ECE Seminar Series Fall 2014
Thursday October 23st, 1-2 PM, ITEB 336
Towards a formal design of distributed cooperative systems
Assistant Professor, Electrical Engineering, University of Notre Dame
Abstract: A common challenge in our future engineered system design, such as power grids, intelligent transportation networks and flexible-manufacturing systems, is how to make a large number of distributed systems work together in a reliable and efficient manner. Existing methods are either only suitable for small scale systematic synthesis, oversimplifying the nodal dynamics, or fail to adapt to changing environments. This motivates our research aiming at a scalable, correct-by-construction formal design methodology for distributed cooperative systems. In particular, we focus on a formal design of multi-robot systems that can guarantee the accomplishment of high-level team missions through automatic synthesis of local coordination mechanisms and control laws. The basic idea is to decompose the team mission into individual subtasks such that the design can be reduced to local synthesis problems for individual robots. Multidisciplinary approaches combining hybrid systems, supervisory control, inference deduction and model checking are utilized to achieve this goal. The developed theory will enable robots in the team to cooperatively learn their individual roles in a mission, and then automatically synthesize local supervisors to fulfill their subtasks. A salient feature of the proposed method lies on its ability to handle environmental uncertainties and un-modeled dynamics as we do not require an explicit model of the transition dynamics of each agent and their interactions with the environment. In addition, the design is on-line and reactive enabling the robot team to adapt to changing environments and dynamic tasking.
Short Bio: Hai Lin obtained his B.S. degree at the University of Science and Technology Beijing and his M.S. degree from the Chinese Academy of Sciences in 1997 and 2000 respectively. In 2005, he received his Ph.D. degree from the University of Notre Dame. Dr. Lin is currently an Assistant Professor at the Department of Electrical Engineering, University of Notre Dame. Before returning to his alma mater, Hai has been working as an assistant professor in the National University of Singapore from 2006 to 2011. Dr. Lin’s teaching and research interests are in the multidisciplinary study of the problems at the intersections of control, communication, computation and life sciences. His current research thrust is on cyber-physical systems, multi-robot cooperative tasking, systems biology and hybrid control. Hai has been served in several committees and editorial board. He is the Program Chair for IEEE ICCA 2011, IEEE CIS 2011 and the Chair for IEEE Systems, Man and Cybernetics Singapore Chapter for 2009 and 2010. He is a recipient of 2013 NSF CAREER award and a senior member of IEEE.

-- Exercise data --

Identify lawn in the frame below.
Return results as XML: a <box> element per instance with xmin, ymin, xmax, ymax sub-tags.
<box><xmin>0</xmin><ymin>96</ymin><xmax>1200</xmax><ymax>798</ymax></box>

-- Task objective --
Decide whether each statement below agrees with the seminar announcement above. For each one, answer yes or no and quote the words of the announcement that decide it.
1. Hai Lin earned his Ph.D. at the University of Notre Dame.
2. The proposed design method needs an explicit model of each agent's transition dynamics.
3. Before his current post, Hai Lin was an assistant professor at the National University of Singapore.

-- Output for this exercise --
1. Yes: "In 2005, he received his Ph.D. degree from the University of Notre Dame."
2. No: "we do not require an explicit model of the transition dynamics of each agent and their interactions with the environment."
3. Yes: "Hai has been working as an assistant professor in the National University of Singapore from 2006 to 2011."